Problem to solve:
Below are records; output exactly the lines from the one with "Return a point for each instance of the white" through their final line.

Referring expression data
- - - - - - -

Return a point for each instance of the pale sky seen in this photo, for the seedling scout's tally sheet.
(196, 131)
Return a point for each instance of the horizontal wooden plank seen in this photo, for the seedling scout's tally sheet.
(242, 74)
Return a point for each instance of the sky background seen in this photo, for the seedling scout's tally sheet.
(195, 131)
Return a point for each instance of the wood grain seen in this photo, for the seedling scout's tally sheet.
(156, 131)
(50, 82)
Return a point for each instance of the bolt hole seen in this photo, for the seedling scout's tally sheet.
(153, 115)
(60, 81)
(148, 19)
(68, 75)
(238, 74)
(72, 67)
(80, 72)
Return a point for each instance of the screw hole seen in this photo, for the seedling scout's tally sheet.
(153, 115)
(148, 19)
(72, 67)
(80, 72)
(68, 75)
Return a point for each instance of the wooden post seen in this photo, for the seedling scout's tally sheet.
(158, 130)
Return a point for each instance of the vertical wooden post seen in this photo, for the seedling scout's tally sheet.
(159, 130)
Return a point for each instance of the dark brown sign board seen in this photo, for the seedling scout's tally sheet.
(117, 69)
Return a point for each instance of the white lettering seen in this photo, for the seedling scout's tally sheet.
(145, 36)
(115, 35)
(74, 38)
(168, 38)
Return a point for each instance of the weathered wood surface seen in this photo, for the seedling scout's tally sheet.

- - - - - - -

Exercise response:
Return a point for each instance of the white lettering seen in this photo, for the seedling scout's tally sheet.
(145, 36)
(115, 35)
(74, 38)
(168, 38)
Return a point for each instance of the weathered wood surface seen in this photo, for the seedling scout's tally sheet.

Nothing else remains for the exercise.